Supplied passage:
A new year invites us to look forward—but here, it also asks us to notice what has endured.

Ethical ELA enters this year shaped by teachers and teacher educators who continue to show up, quietly and faithfully, to read, write, and respond. Over time, participation has shifted and rhythms have changed. The pace has softened. And still, the work continues—not because of momentum or scale, but because people return to one another through words.

That spring stillness years ago taught many of us something essential. Writing—especially poetry—became a way to pay attention and stay human. Craft was not a luxury. Reading and responding felt careful and agentive. For many of us, including me, this practice carried us. What grew during that time was not just a body of writing, but trust—and with it, friendships formed through poems shared and held.

Those relationships continue to shape Ethical ELA. Some writers are here every month. Others return seasonally. Some have stepped away entirely—finding different ways to heal, creating in different spaces and places, leaving teaching, or setting poetry aside for now. Friendships have taken shape well beyond Ethical ELA. All of that belongs. Communities change because people do.

From 2020 through 2025, the work here has remained steady. Following the pandemic spike, activity stabilized at sustainable levels (approximately 85–110 posts, 54K–73K words, and 15K–18.7K comments annually from 2021–2025), indicating endurance rather than decline. Numbers have never been the goal. What matters is the care people bring when they show up—and the willingness to make space for one another’s words.

This year’s Open Writes reflect that understanding. To support sustainability and shared responsibility, we now gather for three days each month, hosted by members of the community who offer thoughtful invitations into writing. These weekends are not performances or commitments; they are openings. You are welcome to write, to read, to respond—or simply to witness.

Upcoming Open Writes:

  • January 17–19, 2026
    Hosts:
    Tammi Belko — Last Lines
    Angie Braaten — Academic Anagrams
    Denise Krebs — A Pleasure of Poems
  • February 21–23, 2026
    Hosts:
    Seana Wright — Ode to a Place
    Stacey Joy — Honoring Human Emotions; I Believe In…
  • March 21–23, 2026
    Host: Anna Roseboro
    Theme: Women’s History—acknowledging personal and professional influences through poetry

April VerseLove will return—an annual invitation sustained by collective care and participation.

Your Turn

  • Revisit a poem you wrote or read on Ethical ELA that once mattered to you; write a note about it or paste it below.
  • Share a link to a post—yours or someone else’s—that you still carry.
  • Name what you hope to hold onto in your writing life.
  • Or simply read, and let that be enough.

This year doesn’t ask for more. It asks for presence. We hope Ethical ELA continues to be shaped by trust, generosity, and friendship. We strive, together, to make space for writing that sustains us—and for one another—through whatever this year brings.

Given entries:
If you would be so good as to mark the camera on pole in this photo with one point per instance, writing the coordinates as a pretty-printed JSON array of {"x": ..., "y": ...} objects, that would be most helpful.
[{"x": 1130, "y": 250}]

==

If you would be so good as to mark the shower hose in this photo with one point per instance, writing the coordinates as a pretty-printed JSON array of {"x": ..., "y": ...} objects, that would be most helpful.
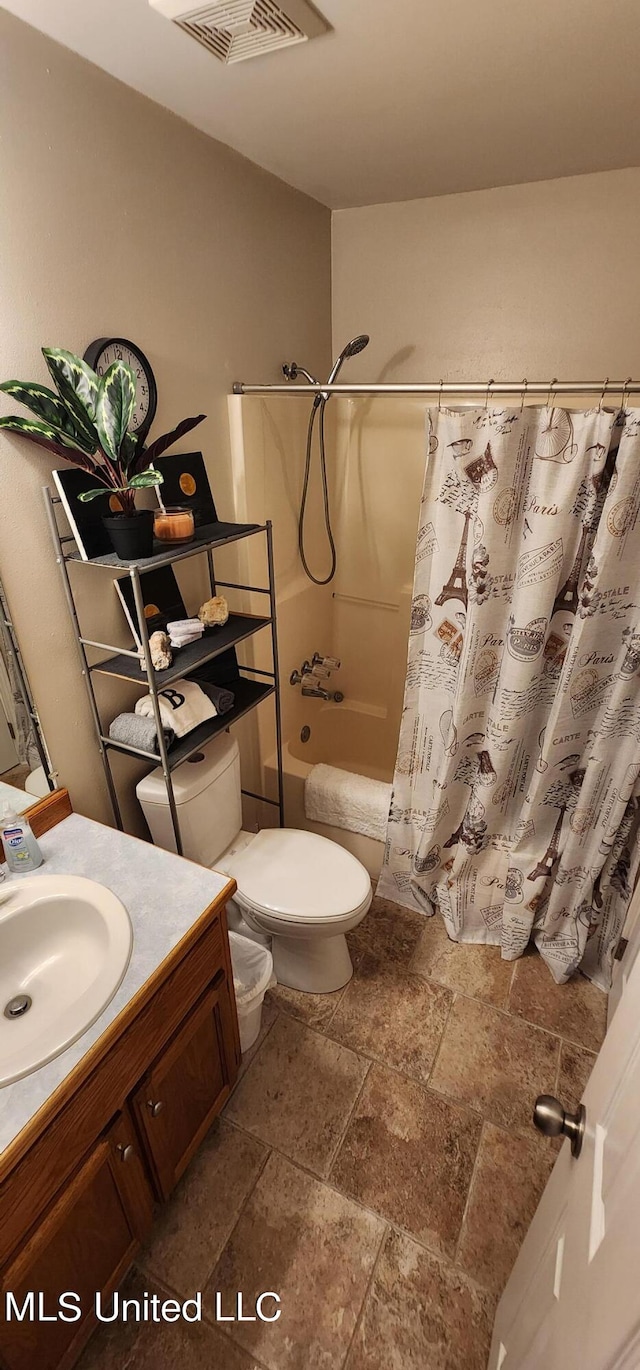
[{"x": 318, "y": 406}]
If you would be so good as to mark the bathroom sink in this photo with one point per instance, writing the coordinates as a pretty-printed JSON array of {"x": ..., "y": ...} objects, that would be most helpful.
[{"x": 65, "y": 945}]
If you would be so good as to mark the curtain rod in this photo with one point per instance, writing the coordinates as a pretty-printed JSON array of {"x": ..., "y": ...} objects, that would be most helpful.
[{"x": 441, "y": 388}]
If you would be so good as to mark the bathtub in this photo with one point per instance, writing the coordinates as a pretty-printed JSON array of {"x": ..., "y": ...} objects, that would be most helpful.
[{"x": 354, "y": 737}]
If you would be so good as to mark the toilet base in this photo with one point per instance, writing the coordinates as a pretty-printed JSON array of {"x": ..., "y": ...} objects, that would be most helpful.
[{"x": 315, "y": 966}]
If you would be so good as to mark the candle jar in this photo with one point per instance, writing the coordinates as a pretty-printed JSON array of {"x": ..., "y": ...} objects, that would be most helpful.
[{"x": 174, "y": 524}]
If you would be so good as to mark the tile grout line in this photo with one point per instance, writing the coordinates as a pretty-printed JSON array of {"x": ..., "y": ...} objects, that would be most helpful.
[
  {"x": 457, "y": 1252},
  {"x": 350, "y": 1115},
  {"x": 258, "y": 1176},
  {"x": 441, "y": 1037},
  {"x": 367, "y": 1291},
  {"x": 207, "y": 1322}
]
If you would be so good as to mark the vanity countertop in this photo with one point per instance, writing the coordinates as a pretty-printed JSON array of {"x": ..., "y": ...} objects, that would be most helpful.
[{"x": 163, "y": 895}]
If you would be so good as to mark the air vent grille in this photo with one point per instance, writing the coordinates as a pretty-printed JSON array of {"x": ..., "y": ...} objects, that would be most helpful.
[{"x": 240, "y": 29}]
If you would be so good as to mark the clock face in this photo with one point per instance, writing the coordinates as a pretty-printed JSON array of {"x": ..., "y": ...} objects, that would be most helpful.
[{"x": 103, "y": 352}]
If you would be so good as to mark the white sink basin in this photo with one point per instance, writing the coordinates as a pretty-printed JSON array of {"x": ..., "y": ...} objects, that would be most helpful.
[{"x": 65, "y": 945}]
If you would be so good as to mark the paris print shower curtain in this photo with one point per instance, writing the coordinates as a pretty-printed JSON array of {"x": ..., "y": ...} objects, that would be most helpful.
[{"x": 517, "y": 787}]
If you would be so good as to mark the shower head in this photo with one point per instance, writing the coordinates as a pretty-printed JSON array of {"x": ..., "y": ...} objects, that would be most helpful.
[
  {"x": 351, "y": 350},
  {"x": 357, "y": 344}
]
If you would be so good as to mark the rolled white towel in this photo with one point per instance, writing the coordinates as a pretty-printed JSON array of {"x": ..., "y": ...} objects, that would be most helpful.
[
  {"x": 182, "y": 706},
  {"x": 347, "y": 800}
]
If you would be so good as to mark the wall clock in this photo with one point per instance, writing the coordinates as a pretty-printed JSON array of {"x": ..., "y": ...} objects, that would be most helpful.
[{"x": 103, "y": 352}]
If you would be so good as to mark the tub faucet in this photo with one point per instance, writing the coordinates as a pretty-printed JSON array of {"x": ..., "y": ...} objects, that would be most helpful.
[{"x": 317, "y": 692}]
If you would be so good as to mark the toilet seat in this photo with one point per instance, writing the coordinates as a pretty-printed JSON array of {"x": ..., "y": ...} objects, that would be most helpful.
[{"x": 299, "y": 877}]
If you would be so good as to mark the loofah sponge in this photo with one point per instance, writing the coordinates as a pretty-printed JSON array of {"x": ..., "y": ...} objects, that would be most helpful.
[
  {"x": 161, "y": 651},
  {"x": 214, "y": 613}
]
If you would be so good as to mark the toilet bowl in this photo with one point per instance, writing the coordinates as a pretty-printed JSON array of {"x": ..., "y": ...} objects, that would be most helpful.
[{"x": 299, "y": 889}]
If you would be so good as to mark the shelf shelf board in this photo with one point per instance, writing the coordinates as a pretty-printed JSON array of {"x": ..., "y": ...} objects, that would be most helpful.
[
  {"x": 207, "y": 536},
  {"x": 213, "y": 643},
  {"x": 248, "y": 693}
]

To do:
(1) Do these statements agree with the new-year post about Ethical ELA? Answer yes or no for each, and quote the words from the post that decide it.
(a) Open Writes now take place over three days each month.
(b) Anna Roseboro hosts the February Open Write.
(c) The post describes activity from 2021 to 2025 as a decline.
(2) According to the new-year post about Ethical ELA, how many posts were published each year from 2021 to 2025?

Outputs in order:
(1)
(a) Yes: "we now gather for three days each month"
(b) No: "Host: Anna Roseboro" is listed under "March 21–23, 2026"
(c) No: "indicating endurance rather than decline"

(2) About 85–110 posts each year.